University of California, Berkeley, seismologists have produced for the first time a sharp, three-dimensional scan of Earth’s interior that conclusively connects plumes of hot rock rising through the mantle with surface hotspots around the world. A computed to mography, or CT scan, of Earth’s interior, the picture emerged from a supercomputer simulation at the Department of Energy’s National Energy Research Scientific Computing Center (NERSC) at the Lawrence Berkeley National Laboratory.
Until now, evidence for the plume and hotspot theory had been circumstantial, and some seismologists argued instead that hotspots are very shallow pools of hot rock feeding magma chambers under volcanoes.
My research beginning back in 2005, had taken note of mantle plumes as related to the Sun-Earth connection. In 2012, I published my new ‘equation’ (first one 1998) which shows not only the increase of solar particles heating the Earth’s core, but the accelerated source of galactic cosmic rays coming from our galaxy Milky Way, is “over-heating” Earth’s core. The core’s natural cyclic reaction is to reduce these thermal spikes in a similar way humans diffuse overheating by sweating through our pores.
Increase Charged Particles → Decreased Magnetic Field → Increase Outer Core Convection → Increase of Mantle Plumes → Increase in Earthquake and Volcanoes → Cools Mantle and Outer Core → Return of Outer Core Convection (Mitch Battros – July 2012)

Records supplied ▸
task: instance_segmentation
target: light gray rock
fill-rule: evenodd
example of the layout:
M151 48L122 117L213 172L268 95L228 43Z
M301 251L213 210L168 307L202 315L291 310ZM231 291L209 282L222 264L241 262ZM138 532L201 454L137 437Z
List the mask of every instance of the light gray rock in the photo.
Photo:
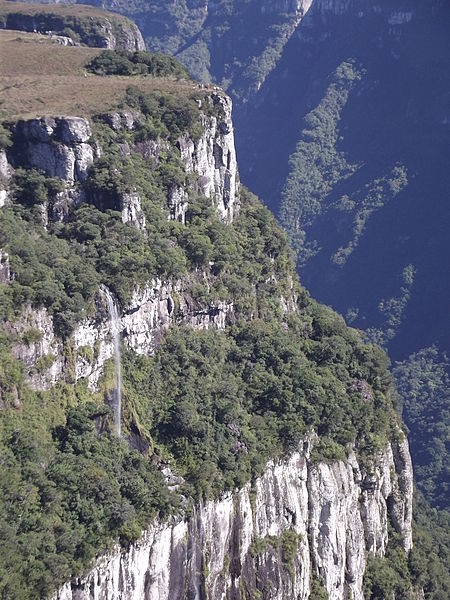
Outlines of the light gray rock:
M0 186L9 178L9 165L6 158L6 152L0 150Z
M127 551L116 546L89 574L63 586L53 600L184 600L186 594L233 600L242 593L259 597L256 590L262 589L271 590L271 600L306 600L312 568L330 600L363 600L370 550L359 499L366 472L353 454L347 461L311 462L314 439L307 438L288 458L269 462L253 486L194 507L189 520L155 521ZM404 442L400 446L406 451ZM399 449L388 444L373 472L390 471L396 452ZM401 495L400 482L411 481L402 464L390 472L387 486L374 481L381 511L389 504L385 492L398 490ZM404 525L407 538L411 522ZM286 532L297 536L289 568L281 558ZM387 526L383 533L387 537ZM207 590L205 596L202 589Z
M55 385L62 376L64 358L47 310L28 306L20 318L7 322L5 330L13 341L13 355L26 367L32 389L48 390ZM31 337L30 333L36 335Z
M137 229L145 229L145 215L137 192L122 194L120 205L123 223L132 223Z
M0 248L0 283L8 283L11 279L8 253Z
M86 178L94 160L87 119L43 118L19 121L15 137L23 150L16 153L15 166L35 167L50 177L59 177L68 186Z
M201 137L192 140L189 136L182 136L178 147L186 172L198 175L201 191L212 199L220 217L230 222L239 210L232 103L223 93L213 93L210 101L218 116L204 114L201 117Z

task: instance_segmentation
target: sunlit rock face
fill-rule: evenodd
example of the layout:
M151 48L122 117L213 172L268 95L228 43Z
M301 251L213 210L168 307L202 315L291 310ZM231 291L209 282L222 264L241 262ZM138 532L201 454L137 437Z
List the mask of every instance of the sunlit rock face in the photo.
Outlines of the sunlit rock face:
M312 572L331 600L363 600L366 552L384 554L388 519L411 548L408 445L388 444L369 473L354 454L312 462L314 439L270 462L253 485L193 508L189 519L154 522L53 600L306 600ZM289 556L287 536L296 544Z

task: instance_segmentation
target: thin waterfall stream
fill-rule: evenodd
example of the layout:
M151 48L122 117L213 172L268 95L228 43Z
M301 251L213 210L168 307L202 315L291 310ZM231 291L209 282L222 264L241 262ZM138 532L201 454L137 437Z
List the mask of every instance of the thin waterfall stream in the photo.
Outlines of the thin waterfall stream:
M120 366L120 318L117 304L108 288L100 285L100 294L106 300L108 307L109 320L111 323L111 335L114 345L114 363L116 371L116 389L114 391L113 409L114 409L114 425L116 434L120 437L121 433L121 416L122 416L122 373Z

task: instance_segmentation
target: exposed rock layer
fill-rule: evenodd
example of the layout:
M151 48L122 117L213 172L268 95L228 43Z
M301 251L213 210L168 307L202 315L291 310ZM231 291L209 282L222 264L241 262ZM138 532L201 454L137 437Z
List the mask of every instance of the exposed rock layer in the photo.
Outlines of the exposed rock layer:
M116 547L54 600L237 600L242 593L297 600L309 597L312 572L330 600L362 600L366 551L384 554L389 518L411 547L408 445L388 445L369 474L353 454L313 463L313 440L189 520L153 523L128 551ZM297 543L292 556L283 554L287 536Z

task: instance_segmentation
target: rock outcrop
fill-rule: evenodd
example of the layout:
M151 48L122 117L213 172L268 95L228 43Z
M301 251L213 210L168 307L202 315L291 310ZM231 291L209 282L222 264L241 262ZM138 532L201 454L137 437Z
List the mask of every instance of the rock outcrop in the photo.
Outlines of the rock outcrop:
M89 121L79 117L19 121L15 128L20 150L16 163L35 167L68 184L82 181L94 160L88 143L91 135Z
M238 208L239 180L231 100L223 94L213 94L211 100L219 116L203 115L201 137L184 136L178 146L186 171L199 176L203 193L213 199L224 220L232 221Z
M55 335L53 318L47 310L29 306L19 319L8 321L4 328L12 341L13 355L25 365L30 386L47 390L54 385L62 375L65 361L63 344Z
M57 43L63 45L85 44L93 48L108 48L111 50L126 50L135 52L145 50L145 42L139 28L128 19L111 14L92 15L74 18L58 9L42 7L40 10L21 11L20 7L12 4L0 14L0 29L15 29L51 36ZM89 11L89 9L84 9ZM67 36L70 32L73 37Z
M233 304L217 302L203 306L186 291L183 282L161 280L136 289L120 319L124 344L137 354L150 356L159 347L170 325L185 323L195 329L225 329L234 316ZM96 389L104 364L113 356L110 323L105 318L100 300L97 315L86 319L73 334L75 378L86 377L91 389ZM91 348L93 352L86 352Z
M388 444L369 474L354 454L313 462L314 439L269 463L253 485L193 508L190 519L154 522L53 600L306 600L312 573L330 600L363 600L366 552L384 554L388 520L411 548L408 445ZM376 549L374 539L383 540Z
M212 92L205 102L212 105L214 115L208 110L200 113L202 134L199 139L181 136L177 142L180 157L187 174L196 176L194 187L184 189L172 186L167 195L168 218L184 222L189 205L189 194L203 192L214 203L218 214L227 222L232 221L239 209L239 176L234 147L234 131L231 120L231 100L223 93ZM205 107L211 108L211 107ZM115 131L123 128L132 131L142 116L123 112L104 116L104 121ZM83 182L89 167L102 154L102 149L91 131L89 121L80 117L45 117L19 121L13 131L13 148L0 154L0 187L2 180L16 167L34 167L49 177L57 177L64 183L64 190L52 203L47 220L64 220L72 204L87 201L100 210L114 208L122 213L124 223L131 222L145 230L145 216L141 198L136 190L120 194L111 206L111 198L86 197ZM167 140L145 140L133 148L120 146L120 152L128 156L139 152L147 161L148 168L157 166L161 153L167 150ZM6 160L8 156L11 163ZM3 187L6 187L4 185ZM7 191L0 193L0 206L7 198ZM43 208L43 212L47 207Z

Exercise instructions ▸
Write out the stretch of the mantle plume text from "Increase Charged Particles" through "Battros – July 2012)", copying it word for word.

Task solution ▸
Increase Charged Particles → Decreased Magnetic Field → Increase Outer Core Convection → Increase of Mantle Plumes → Increase in Earthquake and Volcanoes → Cools Mantle and Outer Core → Return of Outer Core Convection (Mitch Battros – July 2012)